— begin —

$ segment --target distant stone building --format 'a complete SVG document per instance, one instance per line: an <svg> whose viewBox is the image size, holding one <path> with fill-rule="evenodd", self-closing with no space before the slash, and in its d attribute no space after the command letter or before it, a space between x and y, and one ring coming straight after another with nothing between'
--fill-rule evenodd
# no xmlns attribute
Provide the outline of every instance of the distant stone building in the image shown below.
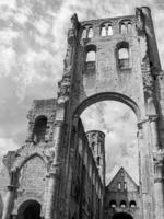
<svg viewBox="0 0 164 219"><path fill-rule="evenodd" d="M163 219L164 72L151 11L71 23L57 99L34 101L24 146L3 159L2 219ZM138 186L124 169L105 185L105 135L83 129L81 113L105 100L137 116Z"/></svg>
<svg viewBox="0 0 164 219"><path fill-rule="evenodd" d="M139 186L124 168L105 187L104 198L104 219L141 218Z"/></svg>

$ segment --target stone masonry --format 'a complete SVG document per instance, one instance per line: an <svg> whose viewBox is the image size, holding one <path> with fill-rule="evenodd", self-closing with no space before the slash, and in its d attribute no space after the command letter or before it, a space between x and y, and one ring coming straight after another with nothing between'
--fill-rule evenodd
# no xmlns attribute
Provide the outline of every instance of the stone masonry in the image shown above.
<svg viewBox="0 0 164 219"><path fill-rule="evenodd" d="M57 99L34 101L24 146L3 159L0 216L163 219L164 72L151 11L83 22L73 14L71 24ZM105 185L105 135L85 134L80 119L105 100L127 104L137 116L139 185L122 169Z"/></svg>

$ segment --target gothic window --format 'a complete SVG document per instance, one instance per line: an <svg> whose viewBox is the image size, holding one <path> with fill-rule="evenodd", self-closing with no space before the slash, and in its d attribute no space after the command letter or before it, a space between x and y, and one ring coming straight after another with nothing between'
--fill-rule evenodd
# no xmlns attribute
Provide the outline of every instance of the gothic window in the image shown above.
<svg viewBox="0 0 164 219"><path fill-rule="evenodd" d="M120 182L118 182L118 189L120 191Z"/></svg>
<svg viewBox="0 0 164 219"><path fill-rule="evenodd" d="M92 38L92 37L93 37L93 28L92 28L92 26L89 27L87 37L89 37L89 38Z"/></svg>
<svg viewBox="0 0 164 219"><path fill-rule="evenodd" d="M89 61L95 61L95 51L94 50L90 50L86 54L86 62Z"/></svg>
<svg viewBox="0 0 164 219"><path fill-rule="evenodd" d="M85 72L95 73L96 69L96 46L86 46Z"/></svg>
<svg viewBox="0 0 164 219"><path fill-rule="evenodd" d="M127 189L127 183L124 182L124 189L126 191Z"/></svg>
<svg viewBox="0 0 164 219"><path fill-rule="evenodd" d="M129 204L129 207L130 208L136 208L137 204L134 200L131 200L130 204Z"/></svg>
<svg viewBox="0 0 164 219"><path fill-rule="evenodd" d="M119 69L129 68L129 44L127 42L118 44L117 58Z"/></svg>
<svg viewBox="0 0 164 219"><path fill-rule="evenodd" d="M113 27L110 24L108 25L107 35L108 36L113 35Z"/></svg>
<svg viewBox="0 0 164 219"><path fill-rule="evenodd" d="M127 206L126 201L125 201L125 200L121 200L121 201L120 201L120 207L121 207L121 208L126 208L126 206Z"/></svg>
<svg viewBox="0 0 164 219"><path fill-rule="evenodd" d="M131 26L130 22L128 23L128 31L127 32L128 32L128 34L131 34L131 32L132 32L132 26Z"/></svg>
<svg viewBox="0 0 164 219"><path fill-rule="evenodd" d="M47 129L47 117L39 116L35 120L34 131L33 131L33 141L35 143L44 142Z"/></svg>
<svg viewBox="0 0 164 219"><path fill-rule="evenodd" d="M101 36L113 35L113 27L110 23L105 23L101 26Z"/></svg>
<svg viewBox="0 0 164 219"><path fill-rule="evenodd" d="M120 24L120 33L121 33L121 34L127 34L127 27L126 27L126 24L125 24L125 23L121 23L121 24Z"/></svg>
<svg viewBox="0 0 164 219"><path fill-rule="evenodd" d="M109 203L109 207L110 208L116 208L116 201L115 200L110 200L110 203Z"/></svg>
<svg viewBox="0 0 164 219"><path fill-rule="evenodd" d="M105 25L101 27L101 36L106 36L106 28Z"/></svg>
<svg viewBox="0 0 164 219"><path fill-rule="evenodd" d="M101 157L97 157L97 165L101 164Z"/></svg>
<svg viewBox="0 0 164 219"><path fill-rule="evenodd" d="M95 149L95 142L92 142L91 146L92 146L92 150L94 151L94 149Z"/></svg>
<svg viewBox="0 0 164 219"><path fill-rule="evenodd" d="M83 28L82 38L87 38L86 27Z"/></svg>
<svg viewBox="0 0 164 219"><path fill-rule="evenodd" d="M121 34L131 34L132 33L131 21L129 21L129 20L128 21L121 21L119 28L120 28Z"/></svg>

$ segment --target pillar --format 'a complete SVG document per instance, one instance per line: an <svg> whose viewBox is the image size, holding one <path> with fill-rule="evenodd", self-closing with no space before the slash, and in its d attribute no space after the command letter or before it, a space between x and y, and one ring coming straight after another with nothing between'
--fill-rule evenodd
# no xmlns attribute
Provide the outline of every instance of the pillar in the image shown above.
<svg viewBox="0 0 164 219"><path fill-rule="evenodd" d="M57 218L58 185L60 172L60 149L62 145L63 122L56 122L55 126L55 158L48 174L48 188L45 209L45 219Z"/></svg>
<svg viewBox="0 0 164 219"><path fill-rule="evenodd" d="M157 155L159 157L159 155ZM160 155L161 157L161 155ZM164 218L164 159L154 159L154 198L155 198L155 219Z"/></svg>
<svg viewBox="0 0 164 219"><path fill-rule="evenodd" d="M151 138L152 138L152 150L155 152L159 150L159 135L157 135L157 115L150 115L150 126L151 126Z"/></svg>
<svg viewBox="0 0 164 219"><path fill-rule="evenodd" d="M13 201L14 201L14 193L15 193L15 186L9 185L7 196L5 196L5 203L4 203L2 219L10 219L10 215L11 215L11 211L12 211L12 205L13 205Z"/></svg>

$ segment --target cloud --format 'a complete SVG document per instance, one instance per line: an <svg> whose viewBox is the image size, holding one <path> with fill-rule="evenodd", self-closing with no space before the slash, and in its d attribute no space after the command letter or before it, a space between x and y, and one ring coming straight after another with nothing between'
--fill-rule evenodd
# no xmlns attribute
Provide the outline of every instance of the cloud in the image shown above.
<svg viewBox="0 0 164 219"><path fill-rule="evenodd" d="M0 151L1 154L5 154L10 149L16 150L19 146L12 138L0 138Z"/></svg>
<svg viewBox="0 0 164 219"><path fill-rule="evenodd" d="M124 166L138 182L137 118L132 110L119 102L104 101L87 107L81 118L85 131L105 132L106 181L116 166Z"/></svg>

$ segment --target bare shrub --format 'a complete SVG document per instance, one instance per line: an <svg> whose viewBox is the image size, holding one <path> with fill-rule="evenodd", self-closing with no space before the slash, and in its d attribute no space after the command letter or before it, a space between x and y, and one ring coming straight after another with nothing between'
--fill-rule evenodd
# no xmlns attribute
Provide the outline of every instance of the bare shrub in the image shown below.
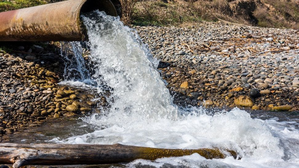
<svg viewBox="0 0 299 168"><path fill-rule="evenodd" d="M122 10L121 20L125 25L129 25L133 21L132 13L137 0L120 0L120 1Z"/></svg>

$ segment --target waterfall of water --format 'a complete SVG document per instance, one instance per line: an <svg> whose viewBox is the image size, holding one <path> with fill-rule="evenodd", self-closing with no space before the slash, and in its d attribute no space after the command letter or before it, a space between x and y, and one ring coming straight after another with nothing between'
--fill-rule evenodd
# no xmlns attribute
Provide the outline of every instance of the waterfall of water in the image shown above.
<svg viewBox="0 0 299 168"><path fill-rule="evenodd" d="M136 33L119 18L103 12L94 12L82 18L94 63L90 78L99 92L103 83L113 88L114 100L109 102L108 110L85 119L97 131L53 141L171 148L216 147L236 150L243 156L240 160L211 160L193 154L155 162L138 160L126 165L129 167L299 167L295 122L253 119L237 108L213 115L201 108L180 109L156 70L157 61Z"/></svg>

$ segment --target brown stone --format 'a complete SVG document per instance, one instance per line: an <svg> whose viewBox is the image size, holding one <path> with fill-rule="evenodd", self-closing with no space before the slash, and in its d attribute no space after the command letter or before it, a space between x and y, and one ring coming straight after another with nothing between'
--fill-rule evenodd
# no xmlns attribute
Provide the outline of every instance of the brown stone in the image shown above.
<svg viewBox="0 0 299 168"><path fill-rule="evenodd" d="M247 95L240 95L236 97L234 102L236 105L251 107L254 104L254 100Z"/></svg>
<svg viewBox="0 0 299 168"><path fill-rule="evenodd" d="M185 81L182 83L180 86L180 87L183 89L188 89L189 88L189 86L190 84L189 82Z"/></svg>

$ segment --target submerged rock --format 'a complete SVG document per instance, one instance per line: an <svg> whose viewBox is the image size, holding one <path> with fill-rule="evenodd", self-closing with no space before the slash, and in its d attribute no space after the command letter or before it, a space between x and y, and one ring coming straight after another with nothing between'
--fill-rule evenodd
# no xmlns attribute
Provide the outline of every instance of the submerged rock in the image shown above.
<svg viewBox="0 0 299 168"><path fill-rule="evenodd" d="M288 111L290 110L294 107L292 105L284 105L274 106L272 110L275 111Z"/></svg>
<svg viewBox="0 0 299 168"><path fill-rule="evenodd" d="M236 97L234 103L236 105L251 107L254 104L254 100L247 95L240 95Z"/></svg>
<svg viewBox="0 0 299 168"><path fill-rule="evenodd" d="M76 112L79 110L79 109L75 105L72 105L67 106L66 109L70 112Z"/></svg>

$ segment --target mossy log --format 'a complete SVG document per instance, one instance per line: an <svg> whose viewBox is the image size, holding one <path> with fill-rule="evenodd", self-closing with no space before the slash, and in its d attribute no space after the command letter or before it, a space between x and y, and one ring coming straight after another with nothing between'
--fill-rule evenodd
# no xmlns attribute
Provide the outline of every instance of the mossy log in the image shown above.
<svg viewBox="0 0 299 168"><path fill-rule="evenodd" d="M223 152L221 152L222 151ZM114 145L0 144L0 164L13 164L14 168L29 165L69 165L112 164L137 159L153 160L197 153L207 159L237 157L232 151L169 149Z"/></svg>

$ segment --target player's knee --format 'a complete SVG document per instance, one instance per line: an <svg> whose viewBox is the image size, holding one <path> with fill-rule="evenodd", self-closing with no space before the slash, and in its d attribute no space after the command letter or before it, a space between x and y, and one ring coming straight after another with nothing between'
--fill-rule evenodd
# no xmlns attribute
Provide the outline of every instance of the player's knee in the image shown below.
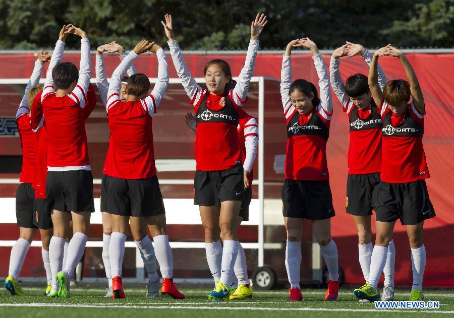
<svg viewBox="0 0 454 318"><path fill-rule="evenodd" d="M372 241L372 233L365 230L358 231L358 241L362 245L369 244Z"/></svg>
<svg viewBox="0 0 454 318"><path fill-rule="evenodd" d="M391 241L391 238L386 235L377 234L375 237L375 245L379 246L387 246Z"/></svg>
<svg viewBox="0 0 454 318"><path fill-rule="evenodd" d="M326 246L331 242L331 238L320 238L318 240L318 244L321 246Z"/></svg>

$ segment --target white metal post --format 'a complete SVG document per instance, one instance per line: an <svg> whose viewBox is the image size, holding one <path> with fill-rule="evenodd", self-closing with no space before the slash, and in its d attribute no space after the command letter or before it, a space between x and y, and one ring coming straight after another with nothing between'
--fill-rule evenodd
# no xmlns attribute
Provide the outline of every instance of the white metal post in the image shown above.
<svg viewBox="0 0 454 318"><path fill-rule="evenodd" d="M258 224L258 266L263 266L264 261L264 203L265 198L265 179L264 176L264 123L265 123L265 83L263 77L259 79L259 224Z"/></svg>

— end —

● **GIVEN INSTRUCTION**
Reproduce the data from the line with "segment --target submerged" to the line with "111L290 110L294 107L292", swapping "submerged rock" for "underwater rock" and keeping everything else intact.

● **ANSWER TO THIS EXERCISE**
$ segment --target underwater rock --format 'a complete SVG document per instance, one instance per line: an <svg> whose viewBox is the image size, holding one <path> with fill-rule="evenodd", self-closing with no space before the slash, and in its d attribute no space after the command letter or before it, a space between x and y, and one ring coming straight after another with nothing between'
--fill-rule evenodd
# no xmlns attribute
Provide the outline of every instance of the underwater rock in the image shown above.
<svg viewBox="0 0 299 168"><path fill-rule="evenodd" d="M288 111L290 110L294 107L292 105L284 105L274 106L272 110L275 111Z"/></svg>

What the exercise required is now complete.